Required work - Please reproduce, character for character, the part of the rows that opens with the line containing "Provide the mask of every instance of the snow-capped" and closes with the line containing "398 154 L 423", including both of those lines.

Entries drawn from a collection -

* * * *

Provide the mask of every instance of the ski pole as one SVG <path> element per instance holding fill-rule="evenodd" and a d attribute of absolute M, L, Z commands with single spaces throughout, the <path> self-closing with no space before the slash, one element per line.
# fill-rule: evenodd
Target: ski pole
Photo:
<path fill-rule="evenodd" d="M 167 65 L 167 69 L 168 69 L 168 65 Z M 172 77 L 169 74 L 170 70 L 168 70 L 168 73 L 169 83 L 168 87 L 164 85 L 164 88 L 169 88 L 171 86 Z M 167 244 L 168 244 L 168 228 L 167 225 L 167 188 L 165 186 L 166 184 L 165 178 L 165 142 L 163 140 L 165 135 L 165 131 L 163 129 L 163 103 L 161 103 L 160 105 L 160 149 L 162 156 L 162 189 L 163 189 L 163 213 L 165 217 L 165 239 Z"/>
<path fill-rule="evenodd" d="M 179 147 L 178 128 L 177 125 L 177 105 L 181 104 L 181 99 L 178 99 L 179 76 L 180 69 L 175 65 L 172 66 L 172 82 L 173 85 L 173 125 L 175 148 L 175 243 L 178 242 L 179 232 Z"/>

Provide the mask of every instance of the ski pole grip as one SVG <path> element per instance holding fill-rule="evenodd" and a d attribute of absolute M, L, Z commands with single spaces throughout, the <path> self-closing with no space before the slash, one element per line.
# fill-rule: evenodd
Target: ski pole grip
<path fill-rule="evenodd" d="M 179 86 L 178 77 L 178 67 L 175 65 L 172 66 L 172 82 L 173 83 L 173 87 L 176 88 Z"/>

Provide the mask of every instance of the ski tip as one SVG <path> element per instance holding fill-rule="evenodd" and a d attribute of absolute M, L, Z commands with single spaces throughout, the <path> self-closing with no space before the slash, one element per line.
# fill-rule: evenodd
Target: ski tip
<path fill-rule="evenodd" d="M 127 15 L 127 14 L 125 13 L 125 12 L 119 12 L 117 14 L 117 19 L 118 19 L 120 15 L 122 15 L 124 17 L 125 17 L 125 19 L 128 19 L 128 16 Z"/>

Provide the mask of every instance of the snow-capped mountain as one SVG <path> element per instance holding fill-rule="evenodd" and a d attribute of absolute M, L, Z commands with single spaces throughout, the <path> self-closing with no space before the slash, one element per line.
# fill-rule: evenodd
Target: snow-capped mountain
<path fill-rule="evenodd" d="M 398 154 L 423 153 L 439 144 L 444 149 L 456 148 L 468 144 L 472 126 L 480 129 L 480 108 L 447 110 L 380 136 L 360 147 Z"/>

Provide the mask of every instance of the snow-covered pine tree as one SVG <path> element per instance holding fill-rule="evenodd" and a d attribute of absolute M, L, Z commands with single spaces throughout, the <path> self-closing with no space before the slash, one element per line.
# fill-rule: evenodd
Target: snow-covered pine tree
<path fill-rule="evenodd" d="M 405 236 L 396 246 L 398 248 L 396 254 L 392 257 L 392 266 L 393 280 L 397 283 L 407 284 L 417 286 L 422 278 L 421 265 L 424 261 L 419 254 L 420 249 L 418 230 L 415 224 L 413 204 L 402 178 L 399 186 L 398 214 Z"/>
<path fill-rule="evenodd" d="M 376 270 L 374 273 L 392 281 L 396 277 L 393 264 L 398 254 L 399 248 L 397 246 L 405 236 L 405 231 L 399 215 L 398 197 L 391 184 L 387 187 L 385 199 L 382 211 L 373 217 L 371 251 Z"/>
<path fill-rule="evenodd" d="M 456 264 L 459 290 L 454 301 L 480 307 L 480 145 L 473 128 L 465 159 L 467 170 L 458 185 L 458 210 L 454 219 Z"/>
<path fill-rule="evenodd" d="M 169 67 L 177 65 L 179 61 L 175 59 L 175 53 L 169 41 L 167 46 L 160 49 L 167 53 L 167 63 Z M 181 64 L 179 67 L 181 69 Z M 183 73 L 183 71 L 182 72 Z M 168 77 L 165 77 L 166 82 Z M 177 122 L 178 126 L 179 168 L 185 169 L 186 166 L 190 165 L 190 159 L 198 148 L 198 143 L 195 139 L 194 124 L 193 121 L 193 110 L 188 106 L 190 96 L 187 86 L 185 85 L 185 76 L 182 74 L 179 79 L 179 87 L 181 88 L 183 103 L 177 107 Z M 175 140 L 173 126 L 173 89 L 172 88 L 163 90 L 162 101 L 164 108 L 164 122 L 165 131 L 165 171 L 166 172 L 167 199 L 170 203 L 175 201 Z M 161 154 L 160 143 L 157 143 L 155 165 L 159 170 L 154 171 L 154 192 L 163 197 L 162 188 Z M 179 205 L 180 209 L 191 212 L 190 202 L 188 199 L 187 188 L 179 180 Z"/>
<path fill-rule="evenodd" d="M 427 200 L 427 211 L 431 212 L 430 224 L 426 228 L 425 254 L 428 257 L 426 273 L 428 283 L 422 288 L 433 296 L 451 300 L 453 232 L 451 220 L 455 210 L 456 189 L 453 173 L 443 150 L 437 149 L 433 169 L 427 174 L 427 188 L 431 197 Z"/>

* * * *

Answer in full -
Provide the mask of every instance of the snow-capped mountain as one SVG <path> element per instance holding fill-rule="evenodd" and a d attribute of absolute M, L, Z commands with single spaces throughout, the <path> self-closing with no space before the slash, one element per line.
# fill-rule: evenodd
Target: snow-capped mountain
<path fill-rule="evenodd" d="M 398 154 L 423 153 L 439 144 L 444 149 L 456 148 L 468 144 L 472 126 L 480 129 L 480 108 L 447 110 L 380 136 L 360 147 Z"/>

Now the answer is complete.